> [Outline data]
______________________________

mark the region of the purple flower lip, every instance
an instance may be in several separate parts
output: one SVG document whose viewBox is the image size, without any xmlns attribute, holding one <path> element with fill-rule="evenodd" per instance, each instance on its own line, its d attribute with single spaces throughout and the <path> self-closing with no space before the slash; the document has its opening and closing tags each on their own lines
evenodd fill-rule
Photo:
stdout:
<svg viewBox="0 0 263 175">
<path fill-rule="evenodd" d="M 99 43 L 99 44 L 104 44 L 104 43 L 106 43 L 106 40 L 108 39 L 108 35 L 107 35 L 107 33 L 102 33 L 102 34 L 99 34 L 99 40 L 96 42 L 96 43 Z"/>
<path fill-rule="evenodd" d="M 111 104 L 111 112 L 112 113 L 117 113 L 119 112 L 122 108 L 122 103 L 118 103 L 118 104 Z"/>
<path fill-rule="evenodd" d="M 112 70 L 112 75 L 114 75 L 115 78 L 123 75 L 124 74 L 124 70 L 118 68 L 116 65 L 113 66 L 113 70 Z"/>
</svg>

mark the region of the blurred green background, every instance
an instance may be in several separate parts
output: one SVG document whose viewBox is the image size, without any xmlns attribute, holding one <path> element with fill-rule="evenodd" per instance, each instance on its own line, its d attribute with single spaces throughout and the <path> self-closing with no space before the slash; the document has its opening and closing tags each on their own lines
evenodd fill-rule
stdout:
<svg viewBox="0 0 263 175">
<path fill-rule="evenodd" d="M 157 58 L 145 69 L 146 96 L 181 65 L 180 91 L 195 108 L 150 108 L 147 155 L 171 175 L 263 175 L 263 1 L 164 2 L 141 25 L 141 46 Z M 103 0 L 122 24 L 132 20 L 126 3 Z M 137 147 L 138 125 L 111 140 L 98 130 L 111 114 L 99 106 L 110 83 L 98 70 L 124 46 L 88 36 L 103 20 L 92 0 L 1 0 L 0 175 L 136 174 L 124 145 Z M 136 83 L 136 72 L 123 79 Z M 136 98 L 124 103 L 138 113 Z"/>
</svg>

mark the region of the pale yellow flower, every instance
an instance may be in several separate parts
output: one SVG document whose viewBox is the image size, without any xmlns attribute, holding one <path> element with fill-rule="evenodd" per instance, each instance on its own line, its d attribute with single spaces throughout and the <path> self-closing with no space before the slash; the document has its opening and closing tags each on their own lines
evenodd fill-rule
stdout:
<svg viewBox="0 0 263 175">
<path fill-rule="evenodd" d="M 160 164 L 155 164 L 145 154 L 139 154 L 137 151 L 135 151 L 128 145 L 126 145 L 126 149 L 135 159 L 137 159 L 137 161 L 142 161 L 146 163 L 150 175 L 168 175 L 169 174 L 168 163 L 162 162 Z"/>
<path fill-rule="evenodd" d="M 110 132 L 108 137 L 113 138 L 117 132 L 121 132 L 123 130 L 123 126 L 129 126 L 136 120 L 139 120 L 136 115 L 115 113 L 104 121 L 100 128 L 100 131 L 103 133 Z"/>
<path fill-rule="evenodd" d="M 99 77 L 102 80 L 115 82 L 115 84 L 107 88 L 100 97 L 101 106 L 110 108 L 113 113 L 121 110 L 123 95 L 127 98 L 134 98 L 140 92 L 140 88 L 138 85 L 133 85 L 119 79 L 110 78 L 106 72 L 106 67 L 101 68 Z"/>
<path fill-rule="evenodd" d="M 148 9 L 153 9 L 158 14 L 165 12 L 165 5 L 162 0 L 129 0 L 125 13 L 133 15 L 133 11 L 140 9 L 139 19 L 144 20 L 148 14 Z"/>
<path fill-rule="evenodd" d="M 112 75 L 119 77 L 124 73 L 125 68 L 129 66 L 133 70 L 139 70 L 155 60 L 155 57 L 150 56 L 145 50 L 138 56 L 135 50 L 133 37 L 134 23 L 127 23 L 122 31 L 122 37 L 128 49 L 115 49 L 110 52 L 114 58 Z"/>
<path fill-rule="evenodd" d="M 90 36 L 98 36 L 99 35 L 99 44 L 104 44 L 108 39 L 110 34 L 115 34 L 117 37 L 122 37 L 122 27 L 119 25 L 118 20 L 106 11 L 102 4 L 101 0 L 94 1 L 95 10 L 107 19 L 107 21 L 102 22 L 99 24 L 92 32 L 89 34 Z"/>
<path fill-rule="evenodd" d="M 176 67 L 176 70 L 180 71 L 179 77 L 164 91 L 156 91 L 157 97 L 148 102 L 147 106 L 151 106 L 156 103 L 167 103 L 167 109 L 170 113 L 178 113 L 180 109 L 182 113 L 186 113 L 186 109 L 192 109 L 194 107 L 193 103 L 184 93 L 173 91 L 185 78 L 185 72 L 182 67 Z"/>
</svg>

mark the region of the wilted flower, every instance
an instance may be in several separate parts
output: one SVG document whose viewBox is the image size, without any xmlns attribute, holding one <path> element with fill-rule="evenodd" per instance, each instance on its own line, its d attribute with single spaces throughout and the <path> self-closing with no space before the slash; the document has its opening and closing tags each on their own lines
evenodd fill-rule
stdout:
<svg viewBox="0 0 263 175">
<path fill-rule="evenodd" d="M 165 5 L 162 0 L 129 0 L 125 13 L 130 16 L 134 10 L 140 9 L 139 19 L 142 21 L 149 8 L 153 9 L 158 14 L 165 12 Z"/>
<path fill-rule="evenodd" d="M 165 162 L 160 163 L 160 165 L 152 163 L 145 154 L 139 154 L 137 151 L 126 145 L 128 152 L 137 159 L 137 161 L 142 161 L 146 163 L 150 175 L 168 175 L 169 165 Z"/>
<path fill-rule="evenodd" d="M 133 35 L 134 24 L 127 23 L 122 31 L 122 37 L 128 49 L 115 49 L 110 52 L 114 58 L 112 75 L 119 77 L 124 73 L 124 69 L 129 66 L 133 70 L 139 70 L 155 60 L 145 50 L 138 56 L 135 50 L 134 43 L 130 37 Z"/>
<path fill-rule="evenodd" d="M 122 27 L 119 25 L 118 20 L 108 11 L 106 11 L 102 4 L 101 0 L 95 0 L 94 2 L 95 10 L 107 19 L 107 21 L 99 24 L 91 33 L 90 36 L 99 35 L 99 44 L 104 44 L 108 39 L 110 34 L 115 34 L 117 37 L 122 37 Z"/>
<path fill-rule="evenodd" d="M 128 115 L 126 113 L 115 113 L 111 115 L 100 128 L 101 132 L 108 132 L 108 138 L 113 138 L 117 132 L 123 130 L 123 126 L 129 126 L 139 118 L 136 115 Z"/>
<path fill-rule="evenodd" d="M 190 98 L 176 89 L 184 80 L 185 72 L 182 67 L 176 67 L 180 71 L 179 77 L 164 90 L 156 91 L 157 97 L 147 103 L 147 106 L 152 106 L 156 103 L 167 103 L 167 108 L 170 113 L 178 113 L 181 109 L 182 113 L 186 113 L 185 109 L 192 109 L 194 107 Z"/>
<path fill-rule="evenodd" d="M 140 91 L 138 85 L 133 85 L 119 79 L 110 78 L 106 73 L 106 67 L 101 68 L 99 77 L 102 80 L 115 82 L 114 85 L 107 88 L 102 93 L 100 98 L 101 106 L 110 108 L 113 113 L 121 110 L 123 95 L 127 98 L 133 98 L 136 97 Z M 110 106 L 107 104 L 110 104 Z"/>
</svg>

______________________________

> [TASK DESCRIPTION] Copy out the data above, swapping each occurrence of "every instance" for "all instances" and keeping everything else identical.

> [THE RESULT]
mark the region of the purple flower lip, all instances
an instance may be in several separate parts
output: one SVG document whose viewBox is the image size, without any xmlns attribute, holding one <path> element with fill-rule="evenodd" per instance, each instance on its own line, its d attribute with single spaces throughout and the <path> self-closing with no space before the slash; the document has its opening and closing tags each on their own lines
evenodd fill-rule
Photo:
stdout:
<svg viewBox="0 0 263 175">
<path fill-rule="evenodd" d="M 99 43 L 99 44 L 104 44 L 104 43 L 106 43 L 106 40 L 108 39 L 108 35 L 107 35 L 107 33 L 102 33 L 102 34 L 99 34 L 99 40 L 96 42 L 96 43 Z"/>
<path fill-rule="evenodd" d="M 111 104 L 111 112 L 112 113 L 117 113 L 119 112 L 122 108 L 122 103 L 118 103 L 118 104 Z"/>
<path fill-rule="evenodd" d="M 112 70 L 112 75 L 114 75 L 115 78 L 123 75 L 124 74 L 124 70 L 118 68 L 116 65 L 113 66 L 113 70 Z"/>
</svg>

mark the region of the blurred green background, all instances
an instance may be in several separate parts
output: one SVG document whose viewBox is the image size, without any xmlns attribute, holding one <path> element with fill-rule="evenodd" per instance, each instance on its own line, its d attribute with single spaces throughout and the <path> self-closing with no space before the slash; the document has its opening and closing tags each on their own lines
evenodd fill-rule
stdout:
<svg viewBox="0 0 263 175">
<path fill-rule="evenodd" d="M 157 58 L 145 69 L 146 96 L 181 65 L 180 91 L 195 108 L 150 108 L 147 155 L 171 175 L 263 175 L 263 1 L 164 2 L 141 25 L 141 46 Z M 103 0 L 122 24 L 132 20 L 126 3 Z M 137 147 L 138 125 L 111 140 L 98 130 L 111 114 L 99 106 L 110 83 L 98 70 L 124 46 L 88 36 L 103 20 L 92 0 L 1 0 L 0 175 L 136 174 L 124 145 Z M 136 83 L 136 72 L 123 79 Z M 136 98 L 124 103 L 138 113 Z"/>
</svg>

mark the region of the pale yellow flower, all instances
an instance may be in several separate parts
output: one SVG document whose viewBox is the image size, without any xmlns attribute, holding one <path> element with fill-rule="evenodd" per instance, each instance on its own line, its d attribute with single spaces throughout and the <path> self-closing with no space before the slash; the document has its opening and closing tags each on their own lines
evenodd fill-rule
stdout:
<svg viewBox="0 0 263 175">
<path fill-rule="evenodd" d="M 160 164 L 155 164 L 145 154 L 139 154 L 137 151 L 135 151 L 128 145 L 126 145 L 126 149 L 135 159 L 137 159 L 137 161 L 142 161 L 146 163 L 150 175 L 168 175 L 169 174 L 168 163 L 162 162 Z"/>
<path fill-rule="evenodd" d="M 110 132 L 108 137 L 113 138 L 117 132 L 121 132 L 123 130 L 123 126 L 129 126 L 136 120 L 139 120 L 136 115 L 115 113 L 104 121 L 100 128 L 100 131 L 103 133 Z"/>
<path fill-rule="evenodd" d="M 99 77 L 102 80 L 115 82 L 115 84 L 107 88 L 100 97 L 101 106 L 110 108 L 113 113 L 121 110 L 123 95 L 127 98 L 134 98 L 140 92 L 140 88 L 138 85 L 133 85 L 119 79 L 110 78 L 106 72 L 106 67 L 101 68 Z"/>
<path fill-rule="evenodd" d="M 148 9 L 153 9 L 158 14 L 165 12 L 165 5 L 162 0 L 129 0 L 125 13 L 133 15 L 133 11 L 140 9 L 139 19 L 144 20 L 148 14 Z"/>
<path fill-rule="evenodd" d="M 112 75 L 119 77 L 124 73 L 125 68 L 129 66 L 133 70 L 139 70 L 155 60 L 155 57 L 150 56 L 145 50 L 138 56 L 135 50 L 133 37 L 134 23 L 127 23 L 122 31 L 122 37 L 128 49 L 115 49 L 110 52 L 114 58 Z"/>
<path fill-rule="evenodd" d="M 90 36 L 98 36 L 99 35 L 99 44 L 104 44 L 108 39 L 110 34 L 115 34 L 117 37 L 122 37 L 122 27 L 119 25 L 118 20 L 106 11 L 102 4 L 101 0 L 94 1 L 95 10 L 107 19 L 107 21 L 102 22 L 99 24 L 92 32 L 89 34 Z"/>
<path fill-rule="evenodd" d="M 176 67 L 176 70 L 180 71 L 179 77 L 164 91 L 156 91 L 157 97 L 148 102 L 147 106 L 151 106 L 156 103 L 167 103 L 167 109 L 170 113 L 178 113 L 180 109 L 182 113 L 186 113 L 186 109 L 192 109 L 194 107 L 193 103 L 184 93 L 173 91 L 185 78 L 185 72 L 182 67 Z"/>
</svg>

mark the region of the wilted flower, all instances
an instance may be in several separate parts
output: one SVG document whose viewBox is the image size, without any xmlns attribute, holding one <path> element with fill-rule="evenodd" per instance, each instance on its own line, its d attribute with single spaces throughout and the <path> self-closing with no space before the slash; the document has its opening and closing tags each on their own lines
evenodd fill-rule
stdout:
<svg viewBox="0 0 263 175">
<path fill-rule="evenodd" d="M 165 5 L 162 0 L 129 0 L 125 13 L 130 16 L 134 10 L 140 9 L 139 19 L 142 21 L 149 8 L 153 9 L 158 14 L 165 12 Z"/>
<path fill-rule="evenodd" d="M 165 162 L 160 163 L 160 165 L 152 163 L 145 154 L 139 154 L 137 151 L 126 145 L 128 152 L 137 159 L 137 161 L 142 161 L 146 163 L 150 175 L 168 175 L 169 165 Z"/>
<path fill-rule="evenodd" d="M 133 35 L 134 24 L 127 23 L 122 31 L 122 37 L 128 49 L 115 49 L 110 52 L 114 58 L 112 75 L 119 77 L 124 73 L 124 69 L 129 66 L 133 70 L 139 70 L 155 60 L 145 50 L 138 56 L 135 50 L 134 43 L 130 37 Z"/>
<path fill-rule="evenodd" d="M 122 27 L 119 25 L 118 20 L 108 11 L 106 11 L 102 4 L 101 0 L 95 0 L 94 2 L 95 10 L 107 19 L 107 21 L 99 24 L 91 33 L 90 36 L 99 35 L 99 44 L 104 44 L 108 39 L 110 34 L 115 34 L 117 37 L 122 37 Z"/>
<path fill-rule="evenodd" d="M 128 115 L 126 113 L 115 113 L 111 115 L 100 128 L 101 132 L 108 132 L 108 138 L 113 138 L 117 132 L 123 130 L 123 126 L 129 126 L 139 118 L 136 115 Z"/>
<path fill-rule="evenodd" d="M 190 98 L 176 89 L 184 80 L 185 72 L 182 67 L 176 67 L 180 71 L 179 77 L 164 90 L 156 91 L 157 97 L 147 103 L 147 106 L 152 106 L 156 103 L 167 103 L 167 108 L 170 113 L 178 113 L 181 109 L 182 113 L 186 113 L 185 109 L 192 109 L 194 107 Z"/>
<path fill-rule="evenodd" d="M 140 91 L 138 85 L 133 85 L 119 79 L 110 78 L 106 73 L 106 67 L 101 68 L 99 77 L 102 80 L 115 82 L 114 85 L 107 88 L 102 93 L 100 98 L 101 106 L 110 108 L 113 113 L 121 110 L 123 95 L 127 98 L 133 98 L 136 97 Z M 110 106 L 107 104 L 110 104 Z"/>
</svg>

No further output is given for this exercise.